* What to work on
The entries are to be written out again with no differences.

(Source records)
===

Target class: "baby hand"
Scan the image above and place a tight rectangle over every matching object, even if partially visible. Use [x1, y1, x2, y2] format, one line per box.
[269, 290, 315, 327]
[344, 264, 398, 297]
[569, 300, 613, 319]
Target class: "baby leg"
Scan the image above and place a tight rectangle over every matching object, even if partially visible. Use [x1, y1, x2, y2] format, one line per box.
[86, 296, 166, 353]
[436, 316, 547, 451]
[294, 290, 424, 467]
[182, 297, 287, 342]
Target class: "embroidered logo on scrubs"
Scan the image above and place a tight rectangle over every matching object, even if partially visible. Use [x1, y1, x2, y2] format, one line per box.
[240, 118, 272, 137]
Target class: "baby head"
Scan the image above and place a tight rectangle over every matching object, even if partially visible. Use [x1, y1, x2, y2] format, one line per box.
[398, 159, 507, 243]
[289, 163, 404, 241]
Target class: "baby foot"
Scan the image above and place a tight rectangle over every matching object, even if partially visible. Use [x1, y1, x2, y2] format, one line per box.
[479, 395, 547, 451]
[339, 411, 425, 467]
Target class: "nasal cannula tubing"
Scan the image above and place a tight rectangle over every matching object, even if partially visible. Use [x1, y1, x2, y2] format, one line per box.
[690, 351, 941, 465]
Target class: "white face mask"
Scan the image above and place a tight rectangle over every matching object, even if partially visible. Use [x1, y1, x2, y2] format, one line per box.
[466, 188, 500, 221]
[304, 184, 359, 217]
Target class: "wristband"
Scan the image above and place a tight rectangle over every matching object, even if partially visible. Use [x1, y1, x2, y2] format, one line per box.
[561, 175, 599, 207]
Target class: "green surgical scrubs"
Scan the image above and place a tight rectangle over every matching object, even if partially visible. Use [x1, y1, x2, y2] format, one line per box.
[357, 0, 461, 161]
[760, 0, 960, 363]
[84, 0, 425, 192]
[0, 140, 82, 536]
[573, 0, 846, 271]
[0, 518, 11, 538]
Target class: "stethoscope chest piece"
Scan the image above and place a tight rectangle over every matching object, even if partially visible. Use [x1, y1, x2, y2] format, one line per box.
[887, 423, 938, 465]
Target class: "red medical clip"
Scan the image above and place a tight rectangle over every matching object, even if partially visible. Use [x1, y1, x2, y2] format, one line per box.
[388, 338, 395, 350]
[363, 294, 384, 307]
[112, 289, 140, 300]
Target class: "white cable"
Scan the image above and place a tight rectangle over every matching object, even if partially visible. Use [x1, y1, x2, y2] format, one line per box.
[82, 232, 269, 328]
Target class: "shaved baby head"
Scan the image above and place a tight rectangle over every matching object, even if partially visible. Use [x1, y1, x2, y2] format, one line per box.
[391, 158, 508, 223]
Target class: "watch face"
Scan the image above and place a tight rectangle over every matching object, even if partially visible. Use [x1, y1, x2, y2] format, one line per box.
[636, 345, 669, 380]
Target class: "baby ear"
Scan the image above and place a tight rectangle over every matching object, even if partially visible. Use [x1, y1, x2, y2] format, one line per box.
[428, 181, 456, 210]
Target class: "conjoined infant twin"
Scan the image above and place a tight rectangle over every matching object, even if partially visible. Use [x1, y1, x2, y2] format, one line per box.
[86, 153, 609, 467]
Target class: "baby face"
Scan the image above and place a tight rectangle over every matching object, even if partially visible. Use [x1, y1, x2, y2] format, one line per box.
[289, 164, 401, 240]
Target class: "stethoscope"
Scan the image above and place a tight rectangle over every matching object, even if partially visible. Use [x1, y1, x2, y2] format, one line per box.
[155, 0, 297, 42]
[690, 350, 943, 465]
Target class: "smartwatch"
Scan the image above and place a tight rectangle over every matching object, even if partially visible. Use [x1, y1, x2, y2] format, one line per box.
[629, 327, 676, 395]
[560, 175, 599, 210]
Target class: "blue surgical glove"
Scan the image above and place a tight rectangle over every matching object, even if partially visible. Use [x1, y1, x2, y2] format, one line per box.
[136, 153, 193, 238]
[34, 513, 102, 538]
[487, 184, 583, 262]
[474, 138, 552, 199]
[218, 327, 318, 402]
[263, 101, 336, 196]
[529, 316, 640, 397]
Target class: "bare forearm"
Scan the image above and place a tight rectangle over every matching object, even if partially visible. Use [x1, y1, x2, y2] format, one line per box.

===

* Answer to this task
Target class: "baby hand"
Scan the image above and place a tight rectangle over every matching object, even if partially visible. Use [x1, y1, x2, y2] format, one line per box.
[269, 290, 315, 327]
[344, 264, 398, 297]
[569, 300, 613, 319]
Target class: "baby leg"
Scan the image above and place a tight rectangle over every matching object, even if partially visible. Use [x1, y1, x2, y2] format, one line per box.
[86, 296, 166, 353]
[436, 316, 547, 451]
[294, 290, 424, 467]
[182, 297, 287, 342]
Target class: "embroidered logo on scrubs"
Scan the image above and place a tight rectangle over every matching object, even if partially visible. Use [x1, y1, x2, y2] format, one line per box.
[240, 118, 272, 137]
Target class: "baby head"
Scan the image above and place a tight rectangle over every matching object, even if partially visible. Use [x1, y1, x2, y2] format, one line per box.
[398, 159, 507, 243]
[289, 163, 404, 241]
Target class: "baby foot"
Scan the image above and place a tight rectangle over every matching object, even if partially visible. Use [x1, y1, x2, y2] format, one line per box.
[479, 395, 547, 451]
[339, 411, 425, 467]
Target class: "nasal cannula tubing"
Scan the image above and place a tight rectangle over every matching object, even if partially visible. Use [x1, y1, x2, y2] format, one line per box.
[690, 351, 941, 465]
Target class: "white face mask"
Scan the image above and place a tight rectangle over every matching object, even if partially visible. Use [x1, y1, x2, y2] format, one line per box.
[466, 188, 500, 221]
[304, 184, 359, 217]
Target class: "wristband"
Scan the image above and place a tight rectangle over every matching object, even if partially visible. Use [x1, y1, x2, y2] format, one line per box.
[561, 175, 599, 207]
Target class: "green surgical scrubs"
Scan the image above and place a tight rectangle over every matching object, even if partially visible. Use [x1, y1, x2, y2] format, one line per box.
[357, 0, 461, 161]
[760, 0, 960, 363]
[84, 0, 425, 192]
[0, 140, 82, 536]
[573, 0, 846, 271]
[0, 518, 11, 538]
Target class: "stethoscope chest piece"
Scan the image above and place a tight rectangle over every matching object, even if partially visible. Use [x1, y1, x2, y2] format, one line per box.
[887, 423, 938, 465]
Target class: "red medical clip"
Scan the image above and place a tight rectangle over every matching object, even if partially visible. Use [x1, y1, x2, y2] format, one line per box.
[388, 338, 395, 350]
[363, 294, 384, 307]
[112, 289, 140, 300]
Target class: "white cable"
Scan the image above and place a tight rectangle over every matching object, even if partially visible. Use [x1, y1, x2, y2] format, one line per box.
[82, 232, 269, 328]
Target class: "shaved baby head"
Scan the image above and place a tight rectangle over every matching object, even if partially visible. Use [x1, y1, x2, y2] format, one line per box.
[391, 158, 508, 223]
Target class: "watch face"
Scan the image above and place a tight rectangle over every matching object, even if partially visible. Use [x1, y1, x2, y2] format, one line per box.
[636, 345, 669, 380]
Target class: "baby ear"
Scan the image above and place a tight rectangle over every matching object, even if partially visible. Use [x1, y1, x2, y2] format, one line per box.
[428, 181, 456, 210]
Target class: "conjoined infant twin"
Scan the image above and place a tight rectangle over every matching object, even if partially visible. Use [x1, y1, x2, y2] format, one line per box.
[86, 153, 609, 467]
Target class: "baby face"
Scan the image above and place a tight rectangle over every matching object, even if partially visible. Use [x1, y1, x2, y2] format, one line per box.
[289, 164, 401, 240]
Target class: "stethoscope"
Scan the image above and place a tight rectangle over every matching object, even if partially visible. Use [x1, y1, x2, y2] format, one line per box.
[155, 0, 297, 42]
[690, 350, 943, 465]
Target class: "smartwatch"
Scan the image above and place a tight rectangle over every matching object, even if partially visible. Use [x1, y1, x2, y2] format, one line per box.
[629, 327, 676, 395]
[560, 175, 599, 210]
Target class: "blue surgical glove"
Scan the image above and place a tight rectangle over every matching object, even if partially visible. Use [x1, y1, x2, y2] format, one line per box.
[136, 153, 193, 238]
[34, 513, 102, 538]
[487, 184, 583, 262]
[474, 138, 552, 199]
[218, 327, 318, 402]
[263, 101, 336, 196]
[529, 316, 640, 397]
Target class: "bare forearm"
Scan the image above and place a tight rectangle over every matching object, even if partially visible. Use [x1, y1, x2, y2] format, one line per box.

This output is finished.